**Excerpts of location labeling data:**

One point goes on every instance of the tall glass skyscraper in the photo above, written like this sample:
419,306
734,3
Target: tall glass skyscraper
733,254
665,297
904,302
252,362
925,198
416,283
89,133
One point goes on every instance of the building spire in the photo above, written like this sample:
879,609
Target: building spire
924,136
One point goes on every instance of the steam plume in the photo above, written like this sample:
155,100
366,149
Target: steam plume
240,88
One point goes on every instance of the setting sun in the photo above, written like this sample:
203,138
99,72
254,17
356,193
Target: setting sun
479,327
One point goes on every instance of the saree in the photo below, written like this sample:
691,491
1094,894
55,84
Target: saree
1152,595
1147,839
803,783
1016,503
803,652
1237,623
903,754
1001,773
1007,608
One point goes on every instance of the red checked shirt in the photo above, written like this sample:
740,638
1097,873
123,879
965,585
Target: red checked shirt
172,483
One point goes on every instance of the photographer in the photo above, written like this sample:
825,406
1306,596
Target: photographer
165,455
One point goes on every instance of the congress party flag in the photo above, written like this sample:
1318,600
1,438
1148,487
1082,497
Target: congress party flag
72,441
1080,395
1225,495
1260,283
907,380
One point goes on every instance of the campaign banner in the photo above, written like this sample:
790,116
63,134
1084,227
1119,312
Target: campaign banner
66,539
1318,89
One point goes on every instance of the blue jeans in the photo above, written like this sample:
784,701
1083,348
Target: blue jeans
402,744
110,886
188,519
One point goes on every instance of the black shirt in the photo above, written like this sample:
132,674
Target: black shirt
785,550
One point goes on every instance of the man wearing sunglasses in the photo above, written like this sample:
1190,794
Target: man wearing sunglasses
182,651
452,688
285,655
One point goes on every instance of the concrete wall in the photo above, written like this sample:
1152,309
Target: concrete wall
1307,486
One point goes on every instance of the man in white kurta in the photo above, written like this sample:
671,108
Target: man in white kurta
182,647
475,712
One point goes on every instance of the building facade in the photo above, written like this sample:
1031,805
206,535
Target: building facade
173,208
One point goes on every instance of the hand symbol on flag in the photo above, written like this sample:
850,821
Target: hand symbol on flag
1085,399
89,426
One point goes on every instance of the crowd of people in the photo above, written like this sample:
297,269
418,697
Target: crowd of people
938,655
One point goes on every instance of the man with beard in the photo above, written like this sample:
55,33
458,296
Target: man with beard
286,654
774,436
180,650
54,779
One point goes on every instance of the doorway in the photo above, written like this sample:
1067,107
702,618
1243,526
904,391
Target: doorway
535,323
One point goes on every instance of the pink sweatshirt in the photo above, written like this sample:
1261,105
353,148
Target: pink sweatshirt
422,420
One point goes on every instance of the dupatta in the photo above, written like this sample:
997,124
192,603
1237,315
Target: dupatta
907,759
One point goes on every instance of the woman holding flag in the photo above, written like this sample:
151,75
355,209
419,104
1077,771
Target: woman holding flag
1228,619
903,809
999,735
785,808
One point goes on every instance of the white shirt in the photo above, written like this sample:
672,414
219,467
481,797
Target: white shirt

**Set task:** Please return the stretch of the listing from the line containing "One point goes on every instance of the man with" through the end of the listing, renaming "doorway" to "entrance" and leaving everything else unchanged. Give only those lines.

**Response to the task:**
One point goes on every instance of the man with beard in the photo above, written like this sample:
55,33
458,296
Target: man with beard
286,654
774,436
180,650
54,779
One point goes on every instance of the entrance in the photo above, written like this sample:
1067,107
702,618
1243,526
904,391
Target: entrance
535,323
One point goes on every instance of the pink sweatshirt in the photo above, written like this sample:
1261,105
353,148
Target: pink sweatshirt
422,420
One point goes on every instance of the dupatta in the photo above, written like this sample:
997,124
192,603
1237,315
Target: dupatta
907,759
One point goes on every instance of the woman holding flag in the photo above, written like this sample:
151,75
355,209
419,104
1077,771
Target: woman holding flag
1228,619
903,809
999,735
785,808
One point goes on every instance of the white shirt in the photo above, written like this sample:
672,414
219,467
481,797
Target: white shirt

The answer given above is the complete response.